_Selected passage_.

___

Roundworm larvae can also be present in mouse tissue. If ingested, these parasites take up residence in the intestines and compete for the nutrients your body would otherwise absorb. Depending on the worm burden, this can lead to malnutrition, abdominal pain, and intestinal blockages over time.

Does Cooking Make It Safe?

Thorough cooking eliminates most of the risk. Hantavirus, one of the more dangerous pathogens mice carry, is inactivated by heat at just 133°F (56°C) within 15 minutes for wet material, though dried virus particles require about two hours at that temperature. Standard cooking temperatures far exceed this threshold.

Food safety guidelines for game animals call for an internal temperature of at least 145°F (63°C) held for 15 seconds. Ground or chopped game meat needs a higher target of 155°F (68°C) for 15 seconds. These temperatures are sufficient to kill Salmonella, Campylobacter, Toxoplasma cysts, and most other pathogens found in rodent tissue. The key is reaching that temperature throughout the meat, not just on the surface. Given how small mice are, this is relatively easy to achieve with proper cooking, but eating undercooked or raw mouse meat is genuinely dangerous.

___

_Dataset excerpts_.
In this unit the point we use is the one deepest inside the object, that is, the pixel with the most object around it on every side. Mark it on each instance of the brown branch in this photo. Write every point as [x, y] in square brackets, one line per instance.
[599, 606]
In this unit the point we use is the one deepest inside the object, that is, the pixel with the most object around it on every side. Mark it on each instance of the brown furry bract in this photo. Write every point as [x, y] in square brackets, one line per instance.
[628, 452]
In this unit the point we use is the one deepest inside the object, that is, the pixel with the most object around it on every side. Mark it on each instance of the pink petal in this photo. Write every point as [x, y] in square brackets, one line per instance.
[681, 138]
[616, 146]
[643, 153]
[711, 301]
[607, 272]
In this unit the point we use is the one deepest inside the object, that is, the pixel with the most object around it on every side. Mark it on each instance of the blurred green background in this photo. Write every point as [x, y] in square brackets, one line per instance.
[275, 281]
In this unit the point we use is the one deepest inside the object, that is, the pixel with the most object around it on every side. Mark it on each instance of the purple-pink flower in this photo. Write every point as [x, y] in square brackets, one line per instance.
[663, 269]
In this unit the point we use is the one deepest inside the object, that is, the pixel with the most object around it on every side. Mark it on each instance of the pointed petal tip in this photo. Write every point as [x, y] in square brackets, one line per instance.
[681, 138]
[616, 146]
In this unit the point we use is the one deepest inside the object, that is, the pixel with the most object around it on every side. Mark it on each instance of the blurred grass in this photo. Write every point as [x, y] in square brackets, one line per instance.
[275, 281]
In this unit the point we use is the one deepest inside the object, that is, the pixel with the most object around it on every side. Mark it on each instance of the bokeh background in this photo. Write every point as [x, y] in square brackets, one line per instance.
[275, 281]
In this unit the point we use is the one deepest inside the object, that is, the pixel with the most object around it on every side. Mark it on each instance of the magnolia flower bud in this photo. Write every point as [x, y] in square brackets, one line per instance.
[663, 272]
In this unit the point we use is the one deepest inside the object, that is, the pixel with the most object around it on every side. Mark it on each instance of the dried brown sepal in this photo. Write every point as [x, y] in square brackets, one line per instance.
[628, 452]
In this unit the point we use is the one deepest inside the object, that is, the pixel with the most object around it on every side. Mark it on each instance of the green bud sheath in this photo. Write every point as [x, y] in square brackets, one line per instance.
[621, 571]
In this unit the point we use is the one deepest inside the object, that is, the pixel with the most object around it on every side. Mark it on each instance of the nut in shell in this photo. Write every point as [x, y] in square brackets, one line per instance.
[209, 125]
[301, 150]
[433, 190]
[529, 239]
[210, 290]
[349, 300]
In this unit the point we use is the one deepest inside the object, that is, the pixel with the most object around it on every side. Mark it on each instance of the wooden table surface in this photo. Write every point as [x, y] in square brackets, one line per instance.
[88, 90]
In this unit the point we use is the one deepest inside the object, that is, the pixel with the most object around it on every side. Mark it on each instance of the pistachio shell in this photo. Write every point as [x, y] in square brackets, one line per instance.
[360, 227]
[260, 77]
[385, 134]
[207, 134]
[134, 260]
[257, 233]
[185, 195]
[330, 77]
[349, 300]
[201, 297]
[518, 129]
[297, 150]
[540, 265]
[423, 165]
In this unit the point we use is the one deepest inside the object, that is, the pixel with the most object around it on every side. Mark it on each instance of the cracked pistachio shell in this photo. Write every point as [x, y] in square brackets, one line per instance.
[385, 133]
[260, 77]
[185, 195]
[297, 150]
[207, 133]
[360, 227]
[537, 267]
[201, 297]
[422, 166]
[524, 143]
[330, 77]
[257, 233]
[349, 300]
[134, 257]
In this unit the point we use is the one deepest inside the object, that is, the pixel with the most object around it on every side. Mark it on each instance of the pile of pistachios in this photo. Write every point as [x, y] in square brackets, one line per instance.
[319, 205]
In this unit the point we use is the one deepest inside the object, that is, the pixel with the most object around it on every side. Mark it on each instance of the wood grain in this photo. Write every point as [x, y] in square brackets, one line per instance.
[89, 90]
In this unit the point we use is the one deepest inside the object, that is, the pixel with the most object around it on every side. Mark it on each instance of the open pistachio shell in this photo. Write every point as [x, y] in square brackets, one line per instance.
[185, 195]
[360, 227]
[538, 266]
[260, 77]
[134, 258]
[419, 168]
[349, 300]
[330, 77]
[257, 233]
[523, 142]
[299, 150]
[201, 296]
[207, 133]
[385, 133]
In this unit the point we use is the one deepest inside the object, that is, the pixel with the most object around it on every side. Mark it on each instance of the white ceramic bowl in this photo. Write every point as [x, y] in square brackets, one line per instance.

___

_What the task asks_.
Continue the passage on the health risks of eating mice, picking up after its final sentence.

_Reply_.
Gutting and cleaning the animal thoroughly before cooking is equally important. The gut, bladder, and feces are where the highest concentrations of bacteria and parasites reside. Removing the organs and washing the carcass reduces the pathogen load before heat does the rest.

Where Mice Are Eaten Traditionally

Mice are a well-established food in parts of sub-Saharan Africa, particularly among the Tumbuka, Senga, Chewa, Ngoni, and Nsenga peoples of eastern Zambia and northern Malawi. An estimated population of over one million people in these regions traditionally eat mice as a delicacy, served alongside nshima, a thick cornmeal staple.

The traditional preparation is specific and deliberate. Mice are gutted, boiled in plain salted water for about half an hour, then fire-dried until nearly bone dry. No cooking oil, onions, or tomatoes are added. In fact, adding these modern ingredients is considered taboo in traditional cooking. This method of extended boiling followed by thorough drying effectively kills pathogens and also preserves the meat.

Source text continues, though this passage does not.